● **Exercise description**:
Please write out the data from its start through the line containing "left=31, top=411, right=65, bottom=418", both ends included, changing only the answers: scale each coordinate in them by 1.7 and round it to a whole number, with halves going up. Leave the pictures out.

───── Dataset extract

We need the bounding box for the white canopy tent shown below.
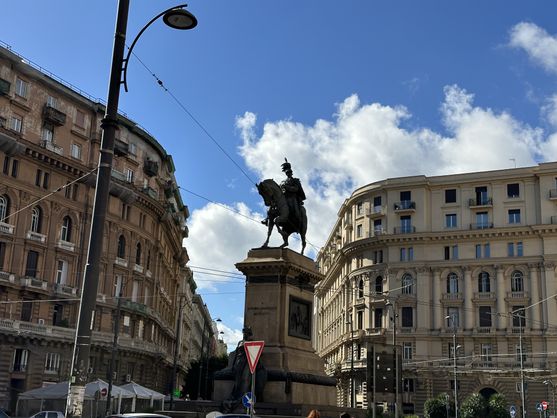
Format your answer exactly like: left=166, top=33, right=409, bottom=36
left=120, top=382, right=164, bottom=412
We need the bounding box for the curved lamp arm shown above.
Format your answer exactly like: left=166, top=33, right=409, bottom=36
left=121, top=4, right=197, bottom=93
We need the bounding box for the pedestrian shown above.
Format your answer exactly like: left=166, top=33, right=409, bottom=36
left=307, top=409, right=321, bottom=418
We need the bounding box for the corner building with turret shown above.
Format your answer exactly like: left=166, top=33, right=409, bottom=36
left=315, top=163, right=557, bottom=414
left=0, top=47, right=212, bottom=414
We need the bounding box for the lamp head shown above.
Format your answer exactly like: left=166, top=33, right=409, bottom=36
left=162, top=9, right=197, bottom=30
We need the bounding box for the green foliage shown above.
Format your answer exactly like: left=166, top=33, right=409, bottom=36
left=487, top=393, right=509, bottom=418
left=424, top=393, right=453, bottom=418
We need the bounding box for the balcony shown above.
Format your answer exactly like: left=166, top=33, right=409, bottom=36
left=20, top=276, right=48, bottom=290
left=0, top=222, right=15, bottom=235
left=468, top=196, right=493, bottom=208
left=27, top=231, right=46, bottom=244
left=395, top=225, right=416, bottom=234
left=56, top=240, right=75, bottom=252
left=470, top=222, right=493, bottom=229
left=114, top=257, right=128, bottom=267
left=54, top=283, right=77, bottom=296
left=394, top=200, right=416, bottom=213
left=143, top=160, right=159, bottom=177
left=43, top=105, right=66, bottom=126
left=0, top=271, right=15, bottom=283
left=41, top=140, right=64, bottom=155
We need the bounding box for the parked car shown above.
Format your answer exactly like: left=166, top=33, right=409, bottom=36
left=31, top=411, right=65, bottom=418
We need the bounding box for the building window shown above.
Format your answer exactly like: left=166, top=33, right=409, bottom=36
left=402, top=342, right=413, bottom=360
left=512, top=306, right=526, bottom=328
left=56, top=260, right=68, bottom=284
left=10, top=115, right=23, bottom=133
left=41, top=123, right=54, bottom=143
left=0, top=195, right=10, bottom=223
left=373, top=308, right=383, bottom=329
left=479, top=306, right=491, bottom=327
left=447, top=273, right=458, bottom=294
left=402, top=378, right=415, bottom=393
left=12, top=348, right=29, bottom=372
left=402, top=274, right=414, bottom=295
left=60, top=216, right=72, bottom=242
left=117, top=235, right=126, bottom=258
left=31, top=206, right=42, bottom=233
left=507, top=183, right=520, bottom=198
left=70, top=144, right=81, bottom=160
left=44, top=353, right=60, bottom=373
left=478, top=271, right=491, bottom=293
left=509, top=209, right=520, bottom=224
left=511, top=270, right=524, bottom=292
left=445, top=189, right=456, bottom=203
left=75, top=110, right=85, bottom=128
left=445, top=213, right=457, bottom=228
left=15, top=78, right=29, bottom=99
left=25, top=251, right=39, bottom=277
left=401, top=306, right=414, bottom=328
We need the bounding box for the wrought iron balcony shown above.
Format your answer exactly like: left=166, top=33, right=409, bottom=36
left=394, top=200, right=416, bottom=212
left=468, top=196, right=493, bottom=208
left=43, top=104, right=66, bottom=126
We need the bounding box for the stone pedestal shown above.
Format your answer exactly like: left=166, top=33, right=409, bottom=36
left=214, top=248, right=336, bottom=406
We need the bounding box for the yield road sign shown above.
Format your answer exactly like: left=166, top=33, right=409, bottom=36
left=244, top=341, right=265, bottom=374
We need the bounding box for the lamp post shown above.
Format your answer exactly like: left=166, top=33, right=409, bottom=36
left=66, top=0, right=197, bottom=418
left=346, top=315, right=354, bottom=408
left=445, top=314, right=460, bottom=418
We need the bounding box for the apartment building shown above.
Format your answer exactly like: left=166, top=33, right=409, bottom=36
left=315, top=163, right=557, bottom=414
left=0, top=47, right=211, bottom=411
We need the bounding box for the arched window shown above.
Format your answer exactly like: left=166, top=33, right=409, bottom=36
left=60, top=216, right=72, bottom=242
left=118, top=235, right=126, bottom=258
left=478, top=271, right=491, bottom=293
left=0, top=196, right=10, bottom=223
left=511, top=270, right=524, bottom=292
left=358, top=279, right=364, bottom=298
left=447, top=273, right=458, bottom=293
left=402, top=274, right=414, bottom=295
left=31, top=206, right=42, bottom=233
left=135, top=242, right=141, bottom=266
left=375, top=276, right=383, bottom=293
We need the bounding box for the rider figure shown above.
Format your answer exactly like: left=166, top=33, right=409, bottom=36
left=280, top=158, right=306, bottom=226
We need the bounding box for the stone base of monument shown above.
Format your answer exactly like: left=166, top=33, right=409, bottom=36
left=213, top=248, right=336, bottom=408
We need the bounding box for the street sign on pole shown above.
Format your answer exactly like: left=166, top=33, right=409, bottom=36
left=244, top=341, right=265, bottom=374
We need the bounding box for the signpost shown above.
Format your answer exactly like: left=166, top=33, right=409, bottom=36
left=242, top=341, right=265, bottom=418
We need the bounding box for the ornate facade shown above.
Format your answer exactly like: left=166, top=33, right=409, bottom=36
left=0, top=48, right=213, bottom=411
left=315, top=163, right=557, bottom=414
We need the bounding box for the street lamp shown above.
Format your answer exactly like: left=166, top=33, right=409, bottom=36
left=346, top=315, right=354, bottom=408
left=445, top=314, right=460, bottom=418
left=66, top=0, right=197, bottom=418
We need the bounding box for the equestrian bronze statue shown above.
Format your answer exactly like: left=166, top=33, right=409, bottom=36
left=256, top=158, right=307, bottom=254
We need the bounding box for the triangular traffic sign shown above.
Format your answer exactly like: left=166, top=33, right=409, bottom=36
left=244, top=341, right=265, bottom=374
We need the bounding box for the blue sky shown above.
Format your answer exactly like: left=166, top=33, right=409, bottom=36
left=0, top=0, right=557, bottom=348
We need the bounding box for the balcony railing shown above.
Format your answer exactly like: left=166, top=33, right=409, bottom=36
left=470, top=222, right=493, bottom=229
left=394, top=200, right=416, bottom=212
left=468, top=196, right=493, bottom=208
left=27, top=231, right=46, bottom=244
left=395, top=225, right=416, bottom=234
left=41, top=141, right=64, bottom=155
left=0, top=222, right=15, bottom=235
left=56, top=239, right=75, bottom=252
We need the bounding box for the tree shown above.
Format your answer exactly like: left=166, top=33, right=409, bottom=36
left=460, top=393, right=489, bottom=418
left=424, top=393, right=454, bottom=418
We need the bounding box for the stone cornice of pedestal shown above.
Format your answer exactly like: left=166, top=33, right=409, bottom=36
left=236, top=248, right=323, bottom=285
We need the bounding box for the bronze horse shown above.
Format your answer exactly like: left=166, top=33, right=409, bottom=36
left=256, top=179, right=307, bottom=254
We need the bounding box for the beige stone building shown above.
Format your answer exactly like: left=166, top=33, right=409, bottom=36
left=315, top=163, right=557, bottom=414
left=0, top=48, right=215, bottom=411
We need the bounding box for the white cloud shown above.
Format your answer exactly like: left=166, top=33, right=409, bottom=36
left=510, top=22, right=557, bottom=74
left=186, top=85, right=557, bottom=348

──────────

● **Written solution**:
We need the bounding box for the white canopy tent shown below.
Format your answer exactly like: left=166, top=33, right=409, bottom=36
left=204, top=649, right=279, bottom=700
We need the bounding box for the curved lamp arm shown above.
Format your answer exactly like: left=166, top=33, right=409, bottom=36
left=206, top=7, right=335, bottom=158
We need the bounding box for the pedestrian shown above.
Format your answer exactly like: left=166, top=33, right=409, bottom=36
left=522, top=695, right=546, bottom=711
We need the bounding box for the corner building with turret shown above.
Format your answer exactly like: left=166, top=33, right=409, bottom=36
left=536, top=277, right=947, bottom=704
left=0, top=80, right=360, bottom=704
We need the bounding box for the lamp head shown above.
Format your answer exactly like: left=166, top=33, right=409, bottom=36
left=275, top=15, right=335, bottom=51
We need the bounding box for the green foliage shown above.
Format your answer exactly like: left=166, top=33, right=409, bottom=36
left=828, top=668, right=865, bottom=711
left=721, top=668, right=770, bottom=711
We need the bounding box for the balcony shown above.
Format your answer exactly like: left=166, top=33, right=409, bottom=36
left=34, top=469, right=82, bottom=493
left=0, top=377, right=26, bottom=400
left=796, top=333, right=838, bottom=354
left=46, top=393, right=78, bottom=415
left=672, top=383, right=707, bottom=398
left=95, top=408, right=128, bottom=428
left=799, top=377, right=838, bottom=389
left=194, top=437, right=218, bottom=454
left=92, top=481, right=131, bottom=503
left=670, top=340, right=707, bottom=362
left=243, top=272, right=270, bottom=301
left=73, top=179, right=112, bottom=214
left=0, top=461, right=26, bottom=481
left=70, top=238, right=109, bottom=264
We need the bounding box for the parked car shown above.
Format your answer exactly like: left=166, top=33, right=409, bottom=36
left=53, top=699, right=111, bottom=711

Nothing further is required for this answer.